:: TASK INSTRUCTIONS ::
Starting at the line containing "Please help the AR headset anchor on the white rose" and continuing through the last line below, write out every line again, requests included. Add -77 to each bounding-box coordinate in the answers.

:: LISTED ENTRIES ::

::::::

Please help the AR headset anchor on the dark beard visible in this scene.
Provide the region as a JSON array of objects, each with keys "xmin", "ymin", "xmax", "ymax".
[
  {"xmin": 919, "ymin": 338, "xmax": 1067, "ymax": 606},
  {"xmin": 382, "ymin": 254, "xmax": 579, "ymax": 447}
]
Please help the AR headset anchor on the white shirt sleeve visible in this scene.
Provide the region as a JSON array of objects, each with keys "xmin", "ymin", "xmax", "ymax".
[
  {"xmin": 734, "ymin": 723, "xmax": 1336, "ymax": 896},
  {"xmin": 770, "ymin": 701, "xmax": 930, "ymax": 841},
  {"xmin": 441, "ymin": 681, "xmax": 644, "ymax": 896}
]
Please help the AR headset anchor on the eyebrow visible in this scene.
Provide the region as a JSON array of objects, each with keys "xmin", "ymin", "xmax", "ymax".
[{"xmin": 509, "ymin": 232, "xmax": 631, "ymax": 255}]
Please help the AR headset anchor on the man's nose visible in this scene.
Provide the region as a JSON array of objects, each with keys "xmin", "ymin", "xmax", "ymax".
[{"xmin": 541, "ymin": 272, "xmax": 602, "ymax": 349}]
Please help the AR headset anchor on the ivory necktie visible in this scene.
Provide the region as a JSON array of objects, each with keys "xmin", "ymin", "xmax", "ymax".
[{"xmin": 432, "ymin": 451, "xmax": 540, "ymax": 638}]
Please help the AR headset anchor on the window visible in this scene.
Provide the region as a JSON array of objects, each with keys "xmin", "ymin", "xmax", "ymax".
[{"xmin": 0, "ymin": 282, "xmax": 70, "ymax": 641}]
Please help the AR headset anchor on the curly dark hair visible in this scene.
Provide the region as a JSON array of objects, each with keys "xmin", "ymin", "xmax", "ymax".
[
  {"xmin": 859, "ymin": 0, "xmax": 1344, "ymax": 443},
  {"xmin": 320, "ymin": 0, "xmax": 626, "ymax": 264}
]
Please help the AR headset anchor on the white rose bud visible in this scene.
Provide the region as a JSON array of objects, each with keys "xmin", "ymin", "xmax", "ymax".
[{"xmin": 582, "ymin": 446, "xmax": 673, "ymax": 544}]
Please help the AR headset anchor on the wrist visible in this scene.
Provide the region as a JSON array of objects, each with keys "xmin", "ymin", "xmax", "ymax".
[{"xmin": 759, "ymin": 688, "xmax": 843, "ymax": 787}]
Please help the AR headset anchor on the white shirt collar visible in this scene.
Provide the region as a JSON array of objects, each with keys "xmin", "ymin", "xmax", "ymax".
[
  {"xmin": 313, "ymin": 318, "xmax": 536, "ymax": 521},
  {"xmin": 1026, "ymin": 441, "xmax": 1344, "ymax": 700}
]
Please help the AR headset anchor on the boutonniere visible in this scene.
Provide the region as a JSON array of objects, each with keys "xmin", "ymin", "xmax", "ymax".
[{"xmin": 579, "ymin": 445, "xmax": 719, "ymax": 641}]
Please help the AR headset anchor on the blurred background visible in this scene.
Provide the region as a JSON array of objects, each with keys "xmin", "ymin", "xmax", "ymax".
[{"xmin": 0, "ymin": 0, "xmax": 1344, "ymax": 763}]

::::::

:: RESULT OF THE TASK ::
Please help the AR headset anchor on the white rose bud visible in this scene.
Provide the region as a JSON array of objects, each with keys "xmin", "ymin", "xmax", "ymax".
[{"xmin": 505, "ymin": 369, "xmax": 596, "ymax": 467}]
Please help the AR headset anchor on the wrist visible in this scene.
Provide the region as a JSON array of objects, each with keys "xmin", "ymin", "xmax", "ymax".
[{"xmin": 682, "ymin": 611, "xmax": 766, "ymax": 710}]
Please help the AR headset anchor on the white shirt collar visible in this scene.
Provide the region as a JSON array of objects, each with keys "xmin", "ymin", "xmax", "ymax".
[
  {"xmin": 236, "ymin": 241, "xmax": 459, "ymax": 444},
  {"xmin": 949, "ymin": 364, "xmax": 1267, "ymax": 623}
]
Please help the AR headset anchor on the boutonniere visible in this scene.
Provide the region as a JSON array of objects, each with keys "xmin", "ymin", "xmax", "ymax".
[{"xmin": 502, "ymin": 368, "xmax": 642, "ymax": 564}]
Please help the AR headset anchor on the blurred background visible in this scene.
Provide the region as a JSON array of objects, each with keys "xmin", "ymin", "xmax", "ymax".
[{"xmin": -77, "ymin": -77, "xmax": 1267, "ymax": 686}]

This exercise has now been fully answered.